Data on where objects are located:
□ □ □ □ □
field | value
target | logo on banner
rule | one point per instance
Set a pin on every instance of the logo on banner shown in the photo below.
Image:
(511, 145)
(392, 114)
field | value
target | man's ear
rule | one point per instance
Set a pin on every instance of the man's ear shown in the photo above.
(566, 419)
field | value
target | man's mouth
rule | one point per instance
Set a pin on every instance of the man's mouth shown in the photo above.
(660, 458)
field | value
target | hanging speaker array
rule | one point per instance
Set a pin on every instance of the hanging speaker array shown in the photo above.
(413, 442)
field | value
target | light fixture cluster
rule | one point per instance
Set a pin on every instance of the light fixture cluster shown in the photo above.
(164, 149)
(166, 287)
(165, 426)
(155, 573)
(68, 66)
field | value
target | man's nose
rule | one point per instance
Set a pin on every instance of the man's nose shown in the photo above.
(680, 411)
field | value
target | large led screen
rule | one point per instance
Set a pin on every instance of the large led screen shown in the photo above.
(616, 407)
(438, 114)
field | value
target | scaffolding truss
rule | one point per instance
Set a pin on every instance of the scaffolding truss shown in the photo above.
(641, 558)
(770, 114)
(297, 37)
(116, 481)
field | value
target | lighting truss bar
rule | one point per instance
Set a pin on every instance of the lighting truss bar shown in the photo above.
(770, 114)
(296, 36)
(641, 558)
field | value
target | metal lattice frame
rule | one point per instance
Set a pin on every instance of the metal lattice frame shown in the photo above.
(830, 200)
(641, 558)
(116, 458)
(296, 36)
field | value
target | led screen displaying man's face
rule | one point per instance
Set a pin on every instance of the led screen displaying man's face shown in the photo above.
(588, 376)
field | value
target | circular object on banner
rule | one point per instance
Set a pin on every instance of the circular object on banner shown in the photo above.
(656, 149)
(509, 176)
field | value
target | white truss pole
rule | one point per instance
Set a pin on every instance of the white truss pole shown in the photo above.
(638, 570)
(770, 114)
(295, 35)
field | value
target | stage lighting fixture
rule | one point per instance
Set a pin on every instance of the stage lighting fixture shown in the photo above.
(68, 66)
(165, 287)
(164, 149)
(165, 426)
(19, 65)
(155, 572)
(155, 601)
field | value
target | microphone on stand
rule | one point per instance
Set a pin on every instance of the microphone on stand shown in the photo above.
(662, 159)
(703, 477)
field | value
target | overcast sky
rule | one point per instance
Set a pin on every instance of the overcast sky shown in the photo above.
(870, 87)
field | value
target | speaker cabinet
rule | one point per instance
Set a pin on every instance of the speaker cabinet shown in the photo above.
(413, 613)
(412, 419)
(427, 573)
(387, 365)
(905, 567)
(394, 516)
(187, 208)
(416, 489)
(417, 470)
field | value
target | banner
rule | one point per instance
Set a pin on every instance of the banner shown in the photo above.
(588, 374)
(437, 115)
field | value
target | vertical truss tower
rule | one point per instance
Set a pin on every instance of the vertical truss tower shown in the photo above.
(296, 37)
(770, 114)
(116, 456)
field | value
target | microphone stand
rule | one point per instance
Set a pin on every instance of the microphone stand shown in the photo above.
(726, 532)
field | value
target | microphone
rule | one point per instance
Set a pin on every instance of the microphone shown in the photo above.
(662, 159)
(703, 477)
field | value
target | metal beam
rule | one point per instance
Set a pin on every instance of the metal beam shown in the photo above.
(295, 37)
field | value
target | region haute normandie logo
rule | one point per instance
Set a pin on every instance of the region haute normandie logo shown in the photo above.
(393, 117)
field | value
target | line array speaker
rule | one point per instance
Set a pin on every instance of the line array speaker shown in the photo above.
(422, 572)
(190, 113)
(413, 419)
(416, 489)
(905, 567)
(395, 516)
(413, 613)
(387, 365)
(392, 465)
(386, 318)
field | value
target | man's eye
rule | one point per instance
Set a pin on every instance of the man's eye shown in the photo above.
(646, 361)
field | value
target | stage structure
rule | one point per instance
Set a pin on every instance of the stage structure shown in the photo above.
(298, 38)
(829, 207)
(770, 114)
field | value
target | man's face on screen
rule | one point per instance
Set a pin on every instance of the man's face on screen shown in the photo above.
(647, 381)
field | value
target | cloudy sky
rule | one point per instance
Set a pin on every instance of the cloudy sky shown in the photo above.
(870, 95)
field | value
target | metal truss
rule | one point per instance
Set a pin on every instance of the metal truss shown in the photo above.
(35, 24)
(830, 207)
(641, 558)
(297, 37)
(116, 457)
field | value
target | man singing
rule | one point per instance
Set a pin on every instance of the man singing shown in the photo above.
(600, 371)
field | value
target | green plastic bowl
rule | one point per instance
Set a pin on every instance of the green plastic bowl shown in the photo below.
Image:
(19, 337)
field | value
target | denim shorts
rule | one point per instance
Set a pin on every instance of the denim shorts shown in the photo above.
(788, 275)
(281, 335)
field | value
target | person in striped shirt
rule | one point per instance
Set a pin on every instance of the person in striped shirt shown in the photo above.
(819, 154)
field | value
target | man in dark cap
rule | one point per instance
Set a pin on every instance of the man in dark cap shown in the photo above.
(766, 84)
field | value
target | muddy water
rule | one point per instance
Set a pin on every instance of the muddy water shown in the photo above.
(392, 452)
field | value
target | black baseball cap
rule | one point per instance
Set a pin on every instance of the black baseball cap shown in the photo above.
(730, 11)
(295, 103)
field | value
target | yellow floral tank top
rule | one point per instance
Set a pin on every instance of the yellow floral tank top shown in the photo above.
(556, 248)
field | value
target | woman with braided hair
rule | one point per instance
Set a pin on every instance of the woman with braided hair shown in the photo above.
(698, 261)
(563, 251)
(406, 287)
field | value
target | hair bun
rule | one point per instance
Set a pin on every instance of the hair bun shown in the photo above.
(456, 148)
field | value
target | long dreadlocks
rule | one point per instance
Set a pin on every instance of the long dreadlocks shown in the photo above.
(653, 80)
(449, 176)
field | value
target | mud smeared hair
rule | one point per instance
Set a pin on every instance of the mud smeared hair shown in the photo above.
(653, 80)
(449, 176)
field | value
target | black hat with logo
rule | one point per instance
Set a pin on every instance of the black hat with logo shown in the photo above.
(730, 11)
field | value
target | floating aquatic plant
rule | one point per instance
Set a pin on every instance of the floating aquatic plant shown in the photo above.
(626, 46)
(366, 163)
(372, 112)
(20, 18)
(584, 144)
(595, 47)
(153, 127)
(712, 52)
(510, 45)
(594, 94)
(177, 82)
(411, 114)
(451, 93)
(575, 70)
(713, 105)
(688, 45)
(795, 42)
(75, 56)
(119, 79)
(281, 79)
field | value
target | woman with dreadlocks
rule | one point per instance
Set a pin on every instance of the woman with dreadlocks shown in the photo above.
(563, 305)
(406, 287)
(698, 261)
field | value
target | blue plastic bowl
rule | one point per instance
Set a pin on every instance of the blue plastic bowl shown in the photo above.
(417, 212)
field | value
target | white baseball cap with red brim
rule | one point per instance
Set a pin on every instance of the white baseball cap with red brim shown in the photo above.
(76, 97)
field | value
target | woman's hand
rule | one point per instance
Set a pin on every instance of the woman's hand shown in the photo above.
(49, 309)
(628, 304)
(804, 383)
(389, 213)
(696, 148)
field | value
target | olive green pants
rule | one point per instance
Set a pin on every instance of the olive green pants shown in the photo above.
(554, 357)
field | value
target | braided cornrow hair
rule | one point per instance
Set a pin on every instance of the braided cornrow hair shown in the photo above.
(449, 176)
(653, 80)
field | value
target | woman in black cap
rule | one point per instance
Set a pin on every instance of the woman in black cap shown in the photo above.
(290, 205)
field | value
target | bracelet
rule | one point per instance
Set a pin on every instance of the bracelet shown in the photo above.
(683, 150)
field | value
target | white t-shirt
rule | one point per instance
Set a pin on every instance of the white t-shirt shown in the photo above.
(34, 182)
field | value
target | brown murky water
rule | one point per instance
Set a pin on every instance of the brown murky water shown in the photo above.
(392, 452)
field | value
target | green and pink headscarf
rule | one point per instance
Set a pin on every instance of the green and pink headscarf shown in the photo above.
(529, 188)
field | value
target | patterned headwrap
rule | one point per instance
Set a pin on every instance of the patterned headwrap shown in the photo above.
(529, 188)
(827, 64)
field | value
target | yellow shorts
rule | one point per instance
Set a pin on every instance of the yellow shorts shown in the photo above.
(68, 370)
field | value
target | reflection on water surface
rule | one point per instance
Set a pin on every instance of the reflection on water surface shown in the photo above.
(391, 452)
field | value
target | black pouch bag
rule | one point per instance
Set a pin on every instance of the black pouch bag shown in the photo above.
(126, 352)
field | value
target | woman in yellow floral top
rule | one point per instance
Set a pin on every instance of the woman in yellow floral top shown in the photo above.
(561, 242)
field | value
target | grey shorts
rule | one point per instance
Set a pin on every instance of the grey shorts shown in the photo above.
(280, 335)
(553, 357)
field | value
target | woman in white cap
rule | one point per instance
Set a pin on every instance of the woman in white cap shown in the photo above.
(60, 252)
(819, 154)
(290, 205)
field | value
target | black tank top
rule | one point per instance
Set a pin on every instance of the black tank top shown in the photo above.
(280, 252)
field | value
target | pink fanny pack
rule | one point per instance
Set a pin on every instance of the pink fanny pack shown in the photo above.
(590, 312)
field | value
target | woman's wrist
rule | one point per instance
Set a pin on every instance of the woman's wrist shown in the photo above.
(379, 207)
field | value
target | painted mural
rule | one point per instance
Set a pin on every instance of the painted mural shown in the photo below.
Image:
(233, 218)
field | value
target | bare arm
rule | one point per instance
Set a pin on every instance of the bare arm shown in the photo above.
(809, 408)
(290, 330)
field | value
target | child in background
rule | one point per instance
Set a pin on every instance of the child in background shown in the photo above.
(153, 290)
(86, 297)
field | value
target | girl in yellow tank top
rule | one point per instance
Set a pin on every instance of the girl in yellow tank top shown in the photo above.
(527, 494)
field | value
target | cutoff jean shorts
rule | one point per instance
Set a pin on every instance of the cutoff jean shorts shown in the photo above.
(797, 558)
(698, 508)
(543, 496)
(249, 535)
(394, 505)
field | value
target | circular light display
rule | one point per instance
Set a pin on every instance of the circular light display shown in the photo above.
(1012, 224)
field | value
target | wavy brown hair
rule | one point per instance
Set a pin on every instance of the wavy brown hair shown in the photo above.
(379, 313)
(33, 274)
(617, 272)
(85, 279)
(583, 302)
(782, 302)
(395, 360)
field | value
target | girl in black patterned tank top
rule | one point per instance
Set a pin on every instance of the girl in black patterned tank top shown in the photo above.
□ □ □ □ □
Directive:
Report every line of the data above that contains the word "nose", copying each line in full.

Completed task:
target | man's nose
Set a pin on every instance of the man's nose shown in the photo above.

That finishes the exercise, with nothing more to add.